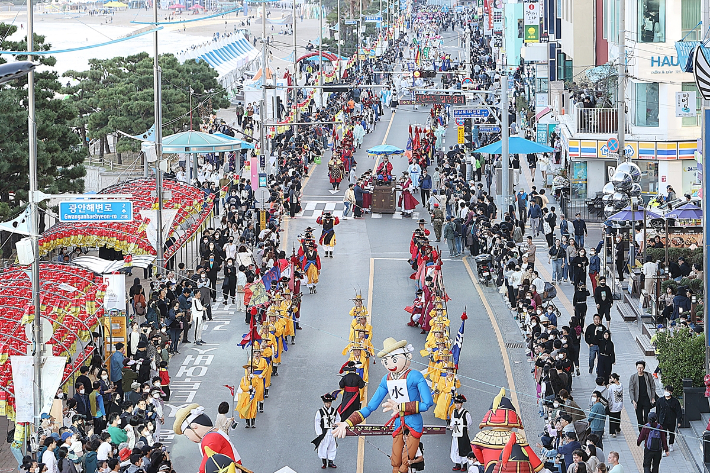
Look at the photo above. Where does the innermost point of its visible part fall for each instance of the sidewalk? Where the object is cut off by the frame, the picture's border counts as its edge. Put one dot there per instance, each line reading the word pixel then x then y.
pixel 627 353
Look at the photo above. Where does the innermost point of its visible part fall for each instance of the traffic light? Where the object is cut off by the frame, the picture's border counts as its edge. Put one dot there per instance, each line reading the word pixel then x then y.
pixel 468 133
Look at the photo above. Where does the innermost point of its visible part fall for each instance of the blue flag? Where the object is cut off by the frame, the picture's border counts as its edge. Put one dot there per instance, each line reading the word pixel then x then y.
pixel 458 343
pixel 274 274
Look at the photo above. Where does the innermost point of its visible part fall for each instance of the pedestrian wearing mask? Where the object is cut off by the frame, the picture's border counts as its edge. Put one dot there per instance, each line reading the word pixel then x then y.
pixel 607 356
pixel 642 391
pixel 615 396
pixel 670 415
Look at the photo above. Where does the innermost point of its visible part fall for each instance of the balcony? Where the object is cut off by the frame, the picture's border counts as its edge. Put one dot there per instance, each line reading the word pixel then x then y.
pixel 591 121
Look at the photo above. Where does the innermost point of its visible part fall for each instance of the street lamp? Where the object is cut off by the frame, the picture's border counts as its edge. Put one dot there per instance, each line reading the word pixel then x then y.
pixel 14 70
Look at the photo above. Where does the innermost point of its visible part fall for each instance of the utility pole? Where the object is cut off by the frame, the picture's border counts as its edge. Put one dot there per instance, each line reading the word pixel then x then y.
pixel 320 49
pixel 34 224
pixel 620 100
pixel 262 109
pixel 157 93
pixel 505 165
pixel 705 189
pixel 294 91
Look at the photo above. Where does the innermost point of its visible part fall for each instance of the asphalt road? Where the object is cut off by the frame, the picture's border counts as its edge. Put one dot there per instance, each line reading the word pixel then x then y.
pixel 374 248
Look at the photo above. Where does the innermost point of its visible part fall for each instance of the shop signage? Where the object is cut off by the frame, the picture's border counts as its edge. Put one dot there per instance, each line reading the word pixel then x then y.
pixel 531 18
pixel 685 104
pixel 441 99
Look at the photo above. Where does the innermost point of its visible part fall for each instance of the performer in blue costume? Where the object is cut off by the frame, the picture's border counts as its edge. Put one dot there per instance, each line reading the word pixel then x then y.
pixel 409 395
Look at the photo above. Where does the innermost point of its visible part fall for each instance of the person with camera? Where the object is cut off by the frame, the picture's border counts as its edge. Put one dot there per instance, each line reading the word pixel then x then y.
pixel 174 324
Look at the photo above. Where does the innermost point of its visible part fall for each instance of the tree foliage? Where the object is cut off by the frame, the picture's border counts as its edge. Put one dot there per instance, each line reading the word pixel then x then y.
pixel 681 354
pixel 117 94
pixel 59 153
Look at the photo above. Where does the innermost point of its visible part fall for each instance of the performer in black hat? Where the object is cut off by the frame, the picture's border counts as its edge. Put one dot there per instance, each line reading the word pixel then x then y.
pixel 326 418
pixel 351 384
pixel 460 443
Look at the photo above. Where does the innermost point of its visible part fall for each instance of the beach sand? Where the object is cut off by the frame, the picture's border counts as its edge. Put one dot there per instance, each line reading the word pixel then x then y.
pixel 79 30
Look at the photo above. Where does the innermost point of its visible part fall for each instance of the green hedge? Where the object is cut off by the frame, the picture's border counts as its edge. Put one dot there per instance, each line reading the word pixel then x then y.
pixel 691 256
pixel 681 354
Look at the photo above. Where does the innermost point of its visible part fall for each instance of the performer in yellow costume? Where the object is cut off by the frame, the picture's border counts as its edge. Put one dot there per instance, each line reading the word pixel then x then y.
pixel 246 396
pixel 360 323
pixel 267 352
pixel 358 308
pixel 444 392
pixel 288 310
pixel 260 367
pixel 276 329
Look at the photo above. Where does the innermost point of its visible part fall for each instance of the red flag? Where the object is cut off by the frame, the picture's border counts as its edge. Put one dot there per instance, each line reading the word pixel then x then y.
pixel 253 334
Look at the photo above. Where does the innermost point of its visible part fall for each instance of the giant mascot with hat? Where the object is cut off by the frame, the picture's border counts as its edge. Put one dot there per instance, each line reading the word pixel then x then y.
pixel 192 422
pixel 409 395
pixel 500 443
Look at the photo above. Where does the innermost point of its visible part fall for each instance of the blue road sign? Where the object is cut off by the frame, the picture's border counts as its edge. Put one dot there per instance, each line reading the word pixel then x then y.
pixel 471 112
pixel 96 211
pixel 613 145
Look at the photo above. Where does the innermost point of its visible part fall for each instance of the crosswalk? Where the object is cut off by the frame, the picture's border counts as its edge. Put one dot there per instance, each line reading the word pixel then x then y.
pixel 312 209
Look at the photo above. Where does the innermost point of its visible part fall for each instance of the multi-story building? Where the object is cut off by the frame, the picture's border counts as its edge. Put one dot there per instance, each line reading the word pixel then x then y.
pixel 660 142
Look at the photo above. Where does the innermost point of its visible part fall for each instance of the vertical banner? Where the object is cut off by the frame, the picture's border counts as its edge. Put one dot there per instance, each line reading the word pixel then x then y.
pixel 706 236
pixel 254 178
pixel 23 377
pixel 115 297
pixel 531 18
pixel 686 104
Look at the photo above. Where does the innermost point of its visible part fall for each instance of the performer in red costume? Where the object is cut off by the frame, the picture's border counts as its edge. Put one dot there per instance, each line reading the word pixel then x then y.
pixel 192 422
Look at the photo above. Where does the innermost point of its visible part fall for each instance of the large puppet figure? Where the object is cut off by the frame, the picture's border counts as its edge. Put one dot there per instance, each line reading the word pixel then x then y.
pixel 192 422
pixel 409 395
pixel 488 444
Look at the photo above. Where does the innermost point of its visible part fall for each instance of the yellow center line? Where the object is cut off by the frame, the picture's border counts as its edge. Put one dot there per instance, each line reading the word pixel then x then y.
pixel 499 336
pixel 361 440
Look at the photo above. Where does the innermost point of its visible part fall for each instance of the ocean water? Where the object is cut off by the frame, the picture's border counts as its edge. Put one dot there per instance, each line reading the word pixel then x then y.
pixel 73 33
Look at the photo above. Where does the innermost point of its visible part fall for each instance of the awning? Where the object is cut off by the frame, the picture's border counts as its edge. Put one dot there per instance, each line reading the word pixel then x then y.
pixel 71 301
pixel 185 212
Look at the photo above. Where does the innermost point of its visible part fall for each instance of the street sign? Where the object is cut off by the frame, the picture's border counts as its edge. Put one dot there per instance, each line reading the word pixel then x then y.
pixel 96 211
pixel 612 145
pixel 471 112
pixel 440 99
pixel 262 195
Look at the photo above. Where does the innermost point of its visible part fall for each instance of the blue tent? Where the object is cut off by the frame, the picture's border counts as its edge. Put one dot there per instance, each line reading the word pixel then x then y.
pixel 516 145
pixel 385 150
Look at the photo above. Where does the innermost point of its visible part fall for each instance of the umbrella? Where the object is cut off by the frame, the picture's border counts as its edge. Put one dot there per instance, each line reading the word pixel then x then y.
pixel 686 211
pixel 385 150
pixel 516 145
pixel 637 215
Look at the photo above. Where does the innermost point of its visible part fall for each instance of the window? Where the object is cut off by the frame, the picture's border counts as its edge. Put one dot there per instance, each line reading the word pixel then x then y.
pixel 692 121
pixel 652 21
pixel 646 104
pixel 690 17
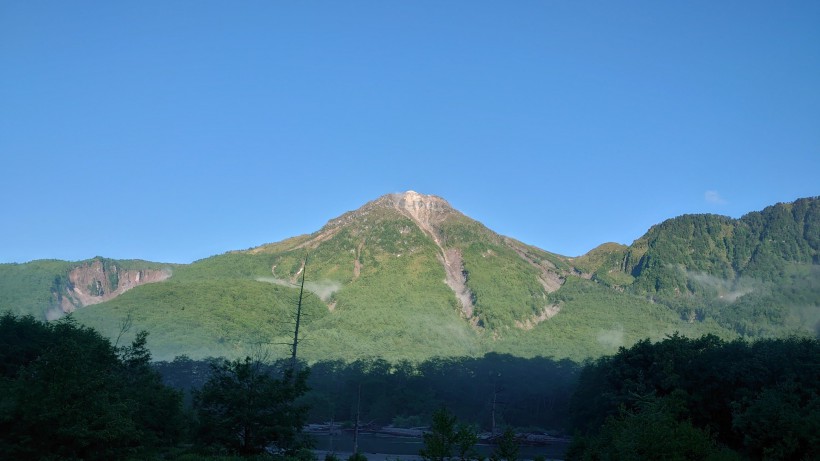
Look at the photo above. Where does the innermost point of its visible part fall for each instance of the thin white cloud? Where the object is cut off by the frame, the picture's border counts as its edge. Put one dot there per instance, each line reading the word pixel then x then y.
pixel 712 196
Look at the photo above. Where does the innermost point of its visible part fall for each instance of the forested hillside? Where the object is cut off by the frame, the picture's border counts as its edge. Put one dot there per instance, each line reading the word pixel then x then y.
pixel 407 277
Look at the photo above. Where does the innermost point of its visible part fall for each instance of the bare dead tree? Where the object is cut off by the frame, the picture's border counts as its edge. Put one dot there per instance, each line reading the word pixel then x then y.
pixel 295 343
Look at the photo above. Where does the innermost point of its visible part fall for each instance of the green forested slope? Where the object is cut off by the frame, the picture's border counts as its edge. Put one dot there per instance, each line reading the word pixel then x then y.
pixel 376 282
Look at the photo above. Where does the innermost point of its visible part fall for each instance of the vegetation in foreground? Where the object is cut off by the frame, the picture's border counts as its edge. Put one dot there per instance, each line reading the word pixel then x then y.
pixel 67 393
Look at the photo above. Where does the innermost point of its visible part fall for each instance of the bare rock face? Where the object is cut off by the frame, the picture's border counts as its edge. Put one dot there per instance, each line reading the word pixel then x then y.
pixel 101 280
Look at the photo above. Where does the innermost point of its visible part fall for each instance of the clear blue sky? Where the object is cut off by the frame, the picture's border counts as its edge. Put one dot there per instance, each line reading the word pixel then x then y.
pixel 176 130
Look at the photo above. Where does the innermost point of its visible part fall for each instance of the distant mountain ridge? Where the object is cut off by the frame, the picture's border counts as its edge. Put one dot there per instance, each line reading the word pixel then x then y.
pixel 407 276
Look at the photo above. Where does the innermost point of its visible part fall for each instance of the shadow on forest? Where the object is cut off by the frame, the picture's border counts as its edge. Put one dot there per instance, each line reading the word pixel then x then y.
pixel 495 389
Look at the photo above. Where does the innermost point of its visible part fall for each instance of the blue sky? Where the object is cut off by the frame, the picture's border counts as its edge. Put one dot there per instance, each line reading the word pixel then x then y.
pixel 173 131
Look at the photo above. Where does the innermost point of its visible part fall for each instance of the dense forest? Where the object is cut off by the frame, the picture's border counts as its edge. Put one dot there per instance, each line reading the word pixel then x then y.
pixel 68 393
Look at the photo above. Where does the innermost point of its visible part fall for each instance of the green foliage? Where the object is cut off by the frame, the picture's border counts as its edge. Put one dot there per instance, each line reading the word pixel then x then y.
pixel 507 447
pixel 244 409
pixel 690 398
pixel 377 290
pixel 653 433
pixel 440 439
pixel 447 437
pixel 67 393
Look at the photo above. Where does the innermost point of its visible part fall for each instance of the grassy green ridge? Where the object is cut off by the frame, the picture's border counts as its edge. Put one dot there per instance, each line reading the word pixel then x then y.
pixel 376 288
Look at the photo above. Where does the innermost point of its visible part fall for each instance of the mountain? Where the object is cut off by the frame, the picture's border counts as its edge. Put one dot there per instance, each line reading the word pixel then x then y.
pixel 406 276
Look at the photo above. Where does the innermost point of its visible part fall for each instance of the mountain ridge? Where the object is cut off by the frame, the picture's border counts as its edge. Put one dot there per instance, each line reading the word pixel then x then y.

----------

# Stated problem:
Reproduce everything in the listing from the line containing "of the tree" down to the line containing "pixel 253 334", swapping each "performer" for "dancer" and changing nothing else.

# Solved exercise:
Look at the photo above. Where does the innermost point of its visible part fall for each instance of the tree foliage? Where the object is cut off by the frame, the picture's border counts as its edge. Put one dot there per instance, each line reading the word pixel then x then y.
pixel 681 354
pixel 117 94
pixel 59 153
Look at the photo above. Where does the innermost point of its visible part fall for each instance of the dancer in black hat? Where the object is cut off by the frame, the picture's border counts as its edge. Put one dot there per instance, each line reading the word pixel then x then y.
pixel 326 418
pixel 351 384
pixel 460 443
Look at the photo above. Where does the innermost point of its visible part fall for each instance of the beach sand? Where the object is cut off by the frame, the picture's border counts as its edge. Put one dot there per instance, each line reading the word pixel then x then y.
pixel 79 30
Look at the photo above. Where does the innermost point of its visible part fall for each instance of the green hedge? Where the object is cut off by the frame, the picture's border counts as its edge. Put one dot there per instance, each line reading the word pixel then x then y.
pixel 691 256
pixel 681 354
Look at the photo above. Where does the innermost point of its visible part fall for each instance of the dancer in yellow costume? Where the object is cut off by the frame, the picture's border counts as its edge. Put one dot there per instance, each line reading the word pixel then x then y.
pixel 246 396
pixel 360 323
pixel 267 352
pixel 358 308
pixel 444 392
pixel 288 310
pixel 260 367
pixel 276 329
Look at the photo above. Where does the innermost point of its visible part fall for each instance of the red flag? Where the object is cut off by the frame, the picture's border counts as its edge. Put one dot there per instance, each line reading the word pixel then x then y.
pixel 253 334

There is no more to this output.